# Start of DATASET ENTRIES

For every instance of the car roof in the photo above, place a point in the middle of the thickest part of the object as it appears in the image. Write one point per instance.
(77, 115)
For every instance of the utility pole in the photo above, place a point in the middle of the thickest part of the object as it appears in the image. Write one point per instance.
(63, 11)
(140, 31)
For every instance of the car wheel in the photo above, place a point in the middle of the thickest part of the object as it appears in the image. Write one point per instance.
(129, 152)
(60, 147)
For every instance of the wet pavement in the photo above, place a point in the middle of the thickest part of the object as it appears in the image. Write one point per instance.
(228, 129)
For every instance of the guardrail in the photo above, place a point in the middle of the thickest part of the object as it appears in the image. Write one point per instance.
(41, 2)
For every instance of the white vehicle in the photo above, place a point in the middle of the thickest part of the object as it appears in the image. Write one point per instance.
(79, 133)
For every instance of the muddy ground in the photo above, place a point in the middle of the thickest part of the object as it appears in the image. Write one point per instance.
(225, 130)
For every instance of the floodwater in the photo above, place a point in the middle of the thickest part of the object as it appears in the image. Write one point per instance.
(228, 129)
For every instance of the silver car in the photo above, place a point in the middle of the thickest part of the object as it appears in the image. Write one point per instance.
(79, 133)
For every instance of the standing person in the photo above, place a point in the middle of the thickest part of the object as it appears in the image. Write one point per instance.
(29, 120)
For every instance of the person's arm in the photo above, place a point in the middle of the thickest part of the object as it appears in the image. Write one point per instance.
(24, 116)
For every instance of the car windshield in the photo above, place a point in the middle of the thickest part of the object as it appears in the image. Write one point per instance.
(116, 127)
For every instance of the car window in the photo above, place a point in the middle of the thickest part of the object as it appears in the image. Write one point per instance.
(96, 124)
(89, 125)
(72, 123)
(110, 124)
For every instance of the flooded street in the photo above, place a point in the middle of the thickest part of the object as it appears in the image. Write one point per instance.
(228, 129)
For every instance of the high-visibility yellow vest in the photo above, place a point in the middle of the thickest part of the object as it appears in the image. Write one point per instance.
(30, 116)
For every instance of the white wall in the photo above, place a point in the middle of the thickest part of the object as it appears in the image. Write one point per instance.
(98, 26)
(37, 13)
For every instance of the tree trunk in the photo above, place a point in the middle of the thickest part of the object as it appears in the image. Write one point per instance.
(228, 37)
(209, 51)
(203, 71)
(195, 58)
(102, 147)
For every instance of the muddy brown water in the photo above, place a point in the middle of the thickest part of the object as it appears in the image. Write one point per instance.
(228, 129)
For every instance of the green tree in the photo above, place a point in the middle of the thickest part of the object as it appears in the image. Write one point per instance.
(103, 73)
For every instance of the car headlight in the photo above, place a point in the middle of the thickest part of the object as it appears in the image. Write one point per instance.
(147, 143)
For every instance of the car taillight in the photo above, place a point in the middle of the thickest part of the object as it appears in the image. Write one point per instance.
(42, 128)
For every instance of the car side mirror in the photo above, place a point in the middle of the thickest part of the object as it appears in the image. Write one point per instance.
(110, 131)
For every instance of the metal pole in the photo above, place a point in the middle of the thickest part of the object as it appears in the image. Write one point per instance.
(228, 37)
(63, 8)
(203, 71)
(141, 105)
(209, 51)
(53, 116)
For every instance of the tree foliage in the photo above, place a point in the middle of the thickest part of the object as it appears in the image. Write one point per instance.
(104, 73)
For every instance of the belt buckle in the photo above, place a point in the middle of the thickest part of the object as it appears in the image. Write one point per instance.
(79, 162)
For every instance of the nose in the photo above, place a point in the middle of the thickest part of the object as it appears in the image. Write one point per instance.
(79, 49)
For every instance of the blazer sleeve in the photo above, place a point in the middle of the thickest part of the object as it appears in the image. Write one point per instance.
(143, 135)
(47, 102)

# End of DATASET ENTRIES
# Start of DATASET ENTRIES

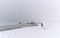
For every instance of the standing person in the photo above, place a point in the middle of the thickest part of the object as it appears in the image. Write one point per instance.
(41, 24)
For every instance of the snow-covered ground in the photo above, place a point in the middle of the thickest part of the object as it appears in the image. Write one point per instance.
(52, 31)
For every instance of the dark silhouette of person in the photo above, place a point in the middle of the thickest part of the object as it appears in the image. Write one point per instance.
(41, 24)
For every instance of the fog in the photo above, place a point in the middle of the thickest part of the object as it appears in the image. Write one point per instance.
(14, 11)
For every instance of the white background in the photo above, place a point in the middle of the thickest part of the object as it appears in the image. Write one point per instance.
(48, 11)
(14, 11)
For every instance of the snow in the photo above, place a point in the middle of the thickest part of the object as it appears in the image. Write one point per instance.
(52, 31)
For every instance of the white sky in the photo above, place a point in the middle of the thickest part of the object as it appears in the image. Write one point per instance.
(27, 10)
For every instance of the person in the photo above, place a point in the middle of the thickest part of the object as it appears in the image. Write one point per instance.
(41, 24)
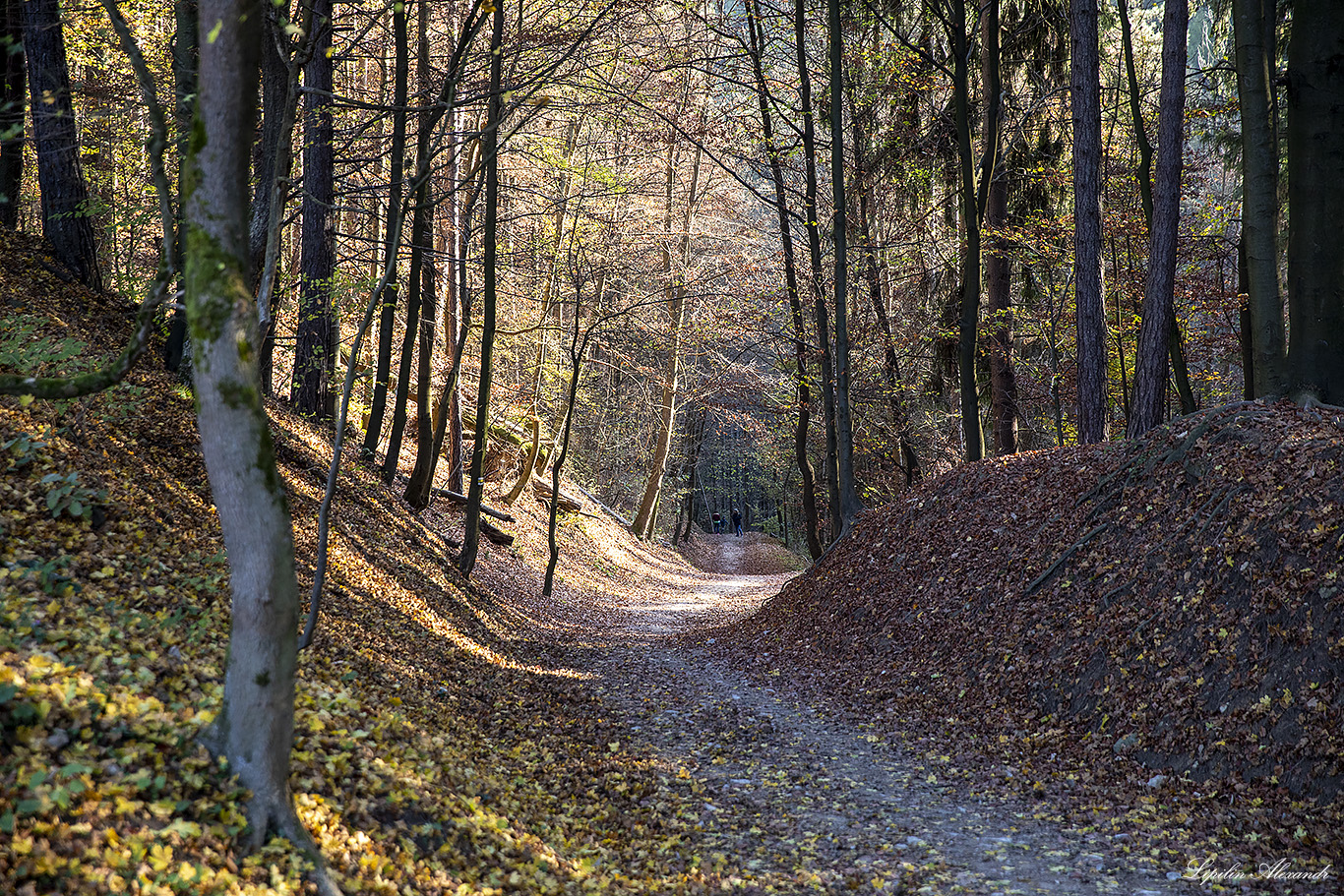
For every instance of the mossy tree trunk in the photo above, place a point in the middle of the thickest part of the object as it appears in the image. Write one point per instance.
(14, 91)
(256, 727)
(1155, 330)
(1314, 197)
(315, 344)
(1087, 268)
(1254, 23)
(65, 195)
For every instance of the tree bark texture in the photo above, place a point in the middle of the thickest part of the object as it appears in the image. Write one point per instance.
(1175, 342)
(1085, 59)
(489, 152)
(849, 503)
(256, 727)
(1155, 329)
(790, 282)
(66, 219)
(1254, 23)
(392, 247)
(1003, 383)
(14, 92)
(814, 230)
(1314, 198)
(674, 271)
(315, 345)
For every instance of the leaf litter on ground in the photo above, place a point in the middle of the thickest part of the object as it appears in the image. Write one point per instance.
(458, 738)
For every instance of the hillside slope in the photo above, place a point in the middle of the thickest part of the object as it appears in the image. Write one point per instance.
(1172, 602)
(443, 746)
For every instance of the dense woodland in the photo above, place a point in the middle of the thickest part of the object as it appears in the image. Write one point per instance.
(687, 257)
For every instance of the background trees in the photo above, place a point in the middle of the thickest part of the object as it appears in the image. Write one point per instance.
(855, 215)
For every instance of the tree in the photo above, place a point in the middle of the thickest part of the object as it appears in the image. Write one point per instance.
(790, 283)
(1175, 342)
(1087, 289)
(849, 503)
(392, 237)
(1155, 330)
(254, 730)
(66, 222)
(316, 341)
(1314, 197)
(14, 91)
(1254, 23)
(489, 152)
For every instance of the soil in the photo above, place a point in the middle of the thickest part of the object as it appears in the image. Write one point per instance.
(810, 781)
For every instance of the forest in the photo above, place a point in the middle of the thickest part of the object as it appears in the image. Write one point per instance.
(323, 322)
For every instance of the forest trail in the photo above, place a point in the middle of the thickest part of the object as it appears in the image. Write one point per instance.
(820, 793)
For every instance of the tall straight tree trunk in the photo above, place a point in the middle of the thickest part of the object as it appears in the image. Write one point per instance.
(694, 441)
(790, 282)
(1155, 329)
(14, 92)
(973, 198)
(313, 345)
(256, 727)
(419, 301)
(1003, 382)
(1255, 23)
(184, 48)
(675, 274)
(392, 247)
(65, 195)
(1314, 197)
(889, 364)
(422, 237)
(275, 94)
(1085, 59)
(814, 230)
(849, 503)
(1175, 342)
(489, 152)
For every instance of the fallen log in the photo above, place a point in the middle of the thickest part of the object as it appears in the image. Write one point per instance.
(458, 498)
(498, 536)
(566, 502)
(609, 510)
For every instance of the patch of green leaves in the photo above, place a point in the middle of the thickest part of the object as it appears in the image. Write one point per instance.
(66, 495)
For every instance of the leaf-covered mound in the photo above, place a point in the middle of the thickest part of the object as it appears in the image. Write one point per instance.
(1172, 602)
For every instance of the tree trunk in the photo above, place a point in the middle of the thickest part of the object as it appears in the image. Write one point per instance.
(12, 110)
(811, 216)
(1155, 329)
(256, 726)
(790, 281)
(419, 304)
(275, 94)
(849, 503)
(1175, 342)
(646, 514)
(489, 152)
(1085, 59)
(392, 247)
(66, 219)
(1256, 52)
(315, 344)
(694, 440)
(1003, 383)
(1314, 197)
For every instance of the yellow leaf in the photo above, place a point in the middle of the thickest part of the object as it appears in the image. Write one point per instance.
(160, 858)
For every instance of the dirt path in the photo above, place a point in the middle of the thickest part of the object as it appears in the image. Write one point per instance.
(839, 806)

# End of DATASET ENTRIES

EXERCISE
Count the rows above that contain the string "pole". Reply with the number only.

TASK SOLUTION
2